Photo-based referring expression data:
"""

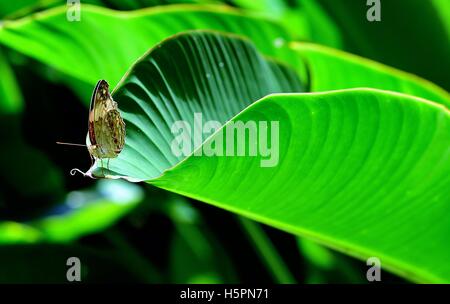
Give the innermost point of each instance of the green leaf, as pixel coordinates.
(363, 171)
(413, 35)
(82, 213)
(219, 82)
(11, 101)
(330, 69)
(91, 49)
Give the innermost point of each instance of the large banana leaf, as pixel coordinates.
(413, 35)
(106, 42)
(363, 171)
(331, 69)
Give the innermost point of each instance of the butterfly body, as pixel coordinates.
(106, 136)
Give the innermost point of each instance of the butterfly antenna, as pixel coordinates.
(70, 144)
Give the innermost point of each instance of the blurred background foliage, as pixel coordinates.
(125, 232)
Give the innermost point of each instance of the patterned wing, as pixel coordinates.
(106, 127)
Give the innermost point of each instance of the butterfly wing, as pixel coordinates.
(106, 127)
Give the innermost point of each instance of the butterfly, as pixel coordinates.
(106, 128)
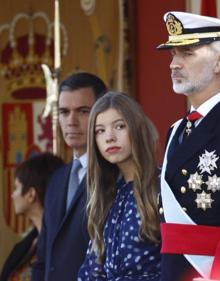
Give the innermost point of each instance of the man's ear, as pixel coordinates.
(31, 195)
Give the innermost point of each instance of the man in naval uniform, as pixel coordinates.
(190, 179)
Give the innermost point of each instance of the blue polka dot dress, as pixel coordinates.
(127, 257)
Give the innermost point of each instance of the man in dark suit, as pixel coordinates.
(190, 179)
(63, 241)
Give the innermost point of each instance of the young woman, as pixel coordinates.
(31, 178)
(123, 222)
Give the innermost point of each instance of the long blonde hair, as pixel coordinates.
(102, 175)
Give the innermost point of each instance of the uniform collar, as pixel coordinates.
(207, 106)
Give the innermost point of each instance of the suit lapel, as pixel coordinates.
(201, 135)
(62, 183)
(77, 196)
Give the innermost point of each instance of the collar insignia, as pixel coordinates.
(207, 162)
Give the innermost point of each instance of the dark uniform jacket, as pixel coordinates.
(197, 157)
(63, 242)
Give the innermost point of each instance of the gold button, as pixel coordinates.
(183, 189)
(184, 172)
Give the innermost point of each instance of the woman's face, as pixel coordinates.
(112, 137)
(21, 202)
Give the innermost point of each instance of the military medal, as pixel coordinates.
(195, 181)
(188, 129)
(213, 183)
(204, 200)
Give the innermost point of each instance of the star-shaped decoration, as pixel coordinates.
(195, 181)
(207, 162)
(204, 200)
(213, 183)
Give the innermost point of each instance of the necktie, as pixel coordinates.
(190, 125)
(73, 182)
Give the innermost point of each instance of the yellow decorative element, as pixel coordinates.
(22, 69)
(101, 60)
(204, 201)
(174, 26)
(17, 135)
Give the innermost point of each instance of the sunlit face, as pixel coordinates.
(112, 137)
(21, 203)
(74, 109)
(192, 68)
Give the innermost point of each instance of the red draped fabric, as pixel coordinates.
(208, 8)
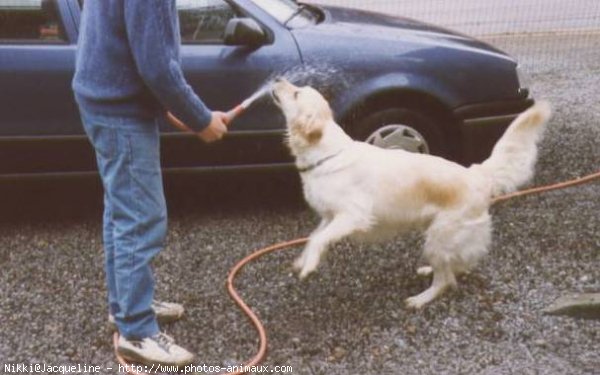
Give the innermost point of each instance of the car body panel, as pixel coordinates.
(368, 54)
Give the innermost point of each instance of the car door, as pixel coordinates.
(38, 114)
(223, 76)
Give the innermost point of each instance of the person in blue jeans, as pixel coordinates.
(127, 76)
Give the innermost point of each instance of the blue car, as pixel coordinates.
(391, 81)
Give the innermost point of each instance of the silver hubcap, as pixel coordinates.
(398, 136)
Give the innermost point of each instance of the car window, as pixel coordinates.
(203, 21)
(31, 21)
(289, 12)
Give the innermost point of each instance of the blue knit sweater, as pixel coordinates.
(128, 62)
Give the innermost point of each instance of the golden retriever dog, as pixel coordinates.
(359, 189)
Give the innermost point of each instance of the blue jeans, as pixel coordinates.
(135, 215)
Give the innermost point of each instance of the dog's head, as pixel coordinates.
(306, 112)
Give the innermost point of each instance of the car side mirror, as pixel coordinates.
(244, 32)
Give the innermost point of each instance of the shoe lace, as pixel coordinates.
(164, 340)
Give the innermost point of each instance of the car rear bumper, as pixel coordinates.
(481, 125)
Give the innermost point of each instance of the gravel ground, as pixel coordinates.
(349, 318)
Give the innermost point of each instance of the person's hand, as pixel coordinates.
(216, 128)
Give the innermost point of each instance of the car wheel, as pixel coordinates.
(402, 128)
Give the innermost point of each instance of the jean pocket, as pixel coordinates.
(103, 138)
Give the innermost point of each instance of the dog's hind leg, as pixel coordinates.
(443, 277)
(338, 228)
(453, 245)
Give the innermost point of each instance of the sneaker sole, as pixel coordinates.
(162, 319)
(133, 357)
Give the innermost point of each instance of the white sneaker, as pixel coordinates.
(159, 349)
(166, 312)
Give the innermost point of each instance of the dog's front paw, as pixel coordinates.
(415, 303)
(424, 271)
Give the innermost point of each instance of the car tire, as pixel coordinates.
(403, 127)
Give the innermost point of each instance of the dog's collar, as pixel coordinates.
(313, 166)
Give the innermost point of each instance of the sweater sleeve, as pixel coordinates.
(153, 35)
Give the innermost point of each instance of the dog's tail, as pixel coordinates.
(513, 157)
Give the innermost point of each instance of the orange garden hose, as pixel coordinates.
(262, 350)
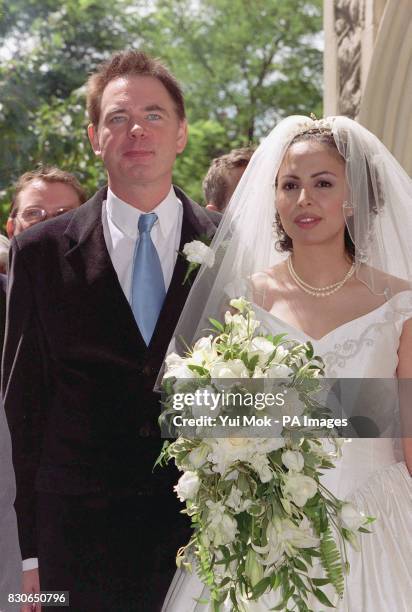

"""

**Task goal**
For this exercise, transcribe the data exactly but without its pictures.

**Task solution**
Give the innermost point of each instance of the green leaf, as pixel coordinates.
(363, 171)
(413, 35)
(82, 213)
(219, 82)
(11, 101)
(330, 69)
(91, 49)
Give the innermost point of each instance of the large banana leaf, as pixel coordinates.
(413, 35)
(106, 42)
(363, 171)
(331, 69)
Give the innermost point of each instance of the butterfly body, as pixel coordinates.
(106, 136)
Give the innermost point of each instance of the butterfly antenna, as pixel coordinates.
(70, 144)
Give the innermost point of each instance of the blurred background foliage, as pixel coordinates.
(125, 232)
Give the innermost point of each instance of the patterned wing, as pixel coordinates.
(106, 127)
Give the innermost point of each instance of the butterfly wing, as pixel coordinates.
(106, 127)
Give the innermost point of each instance of the butterfly, as pixel coordinates.
(106, 128)
Give the innermost point of each instance of the man's ear, as pixel coordinates.
(31, 195)
Give the innermost point of each instance of the man in naval uniform, as pixel coordinates.
(190, 179)
Give the innermost point of each instance of the blue polka dot dress, as pixel coordinates.
(127, 257)
Give the innermost point of each instance of the man in dark suit, as pixel coordinates.
(190, 179)
(63, 241)
Give the innermost point of each instance of the young woman, as pixel coordinates.
(31, 178)
(123, 222)
Give the innermost point of each instance of the long blonde hair, as pixel coordinates.
(102, 175)
Give the innermost point of each instance of the uniform collar, as pixel coordinates.
(207, 106)
Give the innermost point of each instance of the suit lapel, as pixel coordinates.
(201, 135)
(62, 183)
(77, 196)
Give the innermost point of each instance of the collar insignia, as pixel coordinates.
(207, 162)
Give the innermost point of each instance of the dark uniform jacket, as pixel coordinates.
(197, 157)
(63, 242)
Give the innermost point of each instance of the gold button, as pixel coordinates.
(183, 189)
(184, 172)
Give the innermost point of each instance of the woman's face, as pixel coordinates.
(112, 137)
(21, 202)
Give the innermost point of each instance of the military medal, as pixel coordinates.
(195, 181)
(188, 129)
(213, 183)
(204, 200)
Give the innermost point of each instance of the star-shaped decoration, as pixel coordinates.
(195, 181)
(207, 162)
(204, 200)
(213, 183)
Give the innermost point of each instance of the necktie, as pixel coordinates.
(190, 125)
(73, 182)
Give the innermost point of each instance of the yellow decorative element, as pixel coordinates.
(22, 69)
(101, 60)
(204, 201)
(174, 26)
(17, 135)
Give the innermost point of each instance of the sunlit face, as pixel coordinates.
(112, 137)
(21, 203)
(74, 109)
(192, 68)
Give the innermost point of each instance of the red draped fabric, as pixel coordinates.
(208, 8)
Give the innermost point of each instance of the car body panel, as pixel coordinates.
(368, 54)
Give the innermost point of each instance of the car door, as pixel coordinates.
(38, 114)
(223, 76)
Give the innermost point of each instance of the person in blue jeans, as pixel coordinates.
(127, 76)
Give the innermost point of each instance of the blue car, as pixel coordinates.
(391, 81)
Give the innermost point of each instance of the silver hubcap, as pixel coordinates.
(398, 136)
Give the innermost point of each instance of the car window, as pixel coordinates.
(203, 21)
(31, 21)
(289, 12)
Give the innermost point of each instance of the blue knit sweater, as pixel coordinates.
(128, 62)
Give the innermost point of each instance of the golden retriever dog, as pixel coordinates.
(359, 189)
Give the innermost point of each instance of the blue jeans, as pixel coordinates.
(135, 215)
Give the innermost point of each instance of the dog's head, as pixel coordinates.
(306, 112)
Give the innermost point of each instance of the car side mirror, as pixel coordinates.
(244, 32)
Give the innermost point of each instance of the shoe lace, as pixel coordinates.
(164, 340)
Give the innermost point of each instance of the car rear bumper, as pixel coordinates.
(481, 125)
Give the innermost point of each instance of the gravel ground, as pixel coordinates.
(349, 318)
Give the innermost point of each instance of the person's hand, as pixel coordinates.
(216, 128)
Give the innermost point of each instance of the car wheel, as pixel coordinates.
(402, 128)
Give the innermost point of each instance of the jean pocket, as pixel coordinates.
(103, 138)
Give the innermost point of each instance of the dog's hind leg, as pixel coordinates.
(443, 277)
(338, 228)
(453, 245)
Give the innermost point of each instance of the sneaker sole, as pixel coordinates.
(162, 319)
(133, 357)
Give the innermost point of each instance of the white sneaker, as pixel coordinates.
(159, 349)
(166, 312)
Give the innermost point of each instance of the dog's front paw, as pixel coordinates.
(415, 303)
(424, 271)
Give the innermost point of each instance of the car tire, as pixel coordinates.
(403, 127)
Give the innermost point of each instance of the dog's collar, as pixel coordinates.
(313, 166)
Give the innermost point of each instance of the sweater sleeve, as pixel coordinates.
(153, 35)
Give the innermost point of each instance of the dog's tail, as pixel coordinates.
(513, 157)
Give the innermost point of each instance of the orange garden hose, as pixel coordinates.
(262, 350)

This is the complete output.